TESTO FORNITO>
Ma ciò non basta; le camere oggi danno (o debbono dare) le direttive legislative e politiche, e debbono costituire il controllo permanente del potere esecutivo; ma non possono essere l’unico organo legislativo, che discuta e approvi tutta la congerie esasperante di leggi e leggine, che va dal codice civile fino all’autorizzazione della spesa per le uniformi dei soldati o per i berretti dei carcerieri.

Se non vogliamo il sistema dei decreti-legge, a fianco del parlamento politico, occorrono i consigli superiori, eletti dalle rappresentanze organiche del paese, non più come corpi consultivi a tipo burocratico o burocratizzato, ma a tipo rappresentativo; questi consigli debbono poter dare leggi particolari e speciali, le leggi di esecuzione, i regolamenti, con potere delegato e controllabile dal parlamento. Questi consigli superiori dovrebbero presiedere l'amministrazione civile, la sanità e la beneficenza, l’istruzione, i lavori pubblici, l’economia, il lavoro e la finanza. Oggi vi sono molti consigli superiori, e si tende a crearne altri; ma sono organi burocratici centrali, paravento delle responsabilità esecutive, ai quali si demandano i pareri su atti amministrativi; a ciò deve bastare il consiglio di stato dal punto di vista giuridico e i dirigenti tecnici amministrativi dei vari ministeri, per il giudizio pratico della convenienza e della opportunità.

Cadrebbero così una infinità di commissioni, conquiste di funzionari, e si creerebbero corpi elettivi, responsabili, da rinnovarsi a periodi determinati, e tali da creare un’esperienza amministrativa extra-burocratica, di notevole importanza.

Questa è la forma; la sostanza è nel fondamento regionale nel decentramento: lo stato deve essere sostanzialmente organo politico, non amministrativo; per esso l'amministrazione è coordinamento, integrazione, sintesi. Il comune, la provincia, la regione sono enti pubblici di amministrazione, dei lavori pubblici, della scuola, dei trasporti, dell’economia pubblica, nel triplice suo ramo di agricoltura, industria e commercio e nelle sfere sociali e sindacali del lavoro. Lo stato coordina, normalizza, integra questi enti e le loro iniziative, sorveglia e tutela nei rapporti con i privati e nella erogazione del pubblico danaro; lo stato deve amministrare solo quello che è nazionalmente indivisibile o inscindibile nella sua struttura economica o nella sua ragione politica, come sono le grandi linee di comunicazione, le linee strategiche, gli empori portuali, i demanii nazionali.

COMPITO ASSEGNATO 1> Ricopia dal testo fornito il brano che parte da "Questa è la" e termina con "i demanii nazionali.".
COMPITO ASSEGNATO 2> Secondo il testo fornito, quali settori dovrebbero presiedere i consigli superiori?
Le righe riportate qui provengono da un'altra fonte.

SEZIONE DATI>
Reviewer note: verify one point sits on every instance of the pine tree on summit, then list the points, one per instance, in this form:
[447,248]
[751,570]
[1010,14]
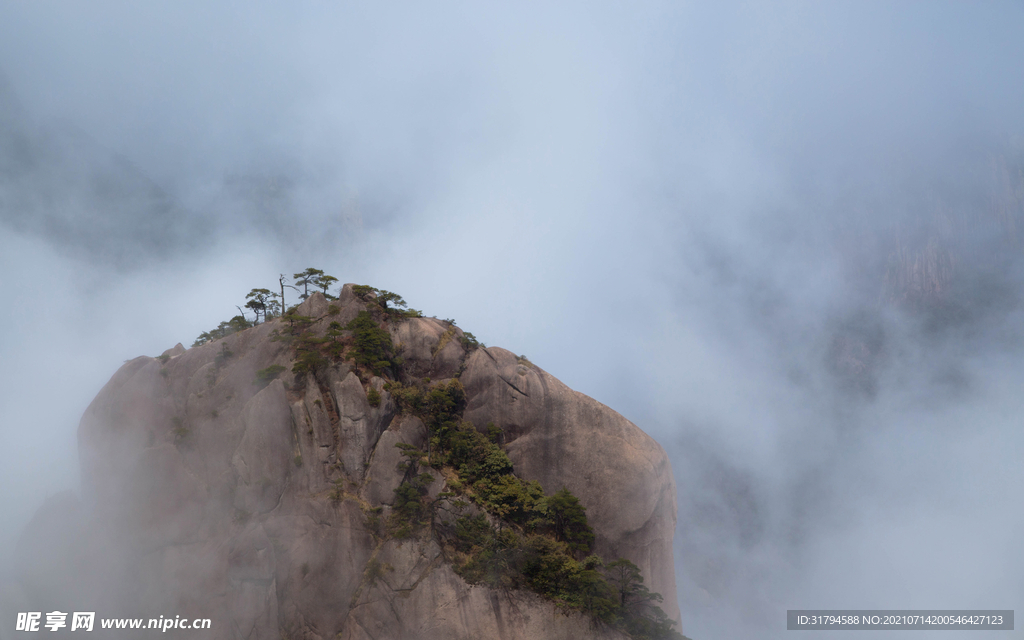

ESITO DELL'ESERCIZIO 1>
Questa è la forma; la sostanza è nel fondamento regionale nel decentramento: lo stato deve essere sostanzialmente organo politico, non amministrativo; per esso l'amministrazione è coordinamento, integrazione, sintesi. Il comune, la provincia, la regione sono enti pubblici di amministrazione, dei lavori pubblici, della scuola, dei trasporti, dell’economia pubblica, nel triplice suo ramo di agricoltura, industria e commercio e nelle sfere sociali e sindacali del lavoro. Lo stato coordina, normalizza, integra questi enti e le loro iniziative, sorveglia e tutela nei rapporti con i privati e nella erogazione del pubblico danaro; lo stato deve amministrare solo quello che è nazionalmente indivisibile o inscindibile nella sua struttura economica o nella sua ragione politica, come sono le grandi linee di comunicazione, le linee strategiche, gli empori portuali, i demanii nazionali.

ESITO DELL'ESERCIZIO 2> L'amministrazione civile, la sanità e la beneficenza, l'istruzione, i lavori pubblici, l'economia, il lavoro e la finanza.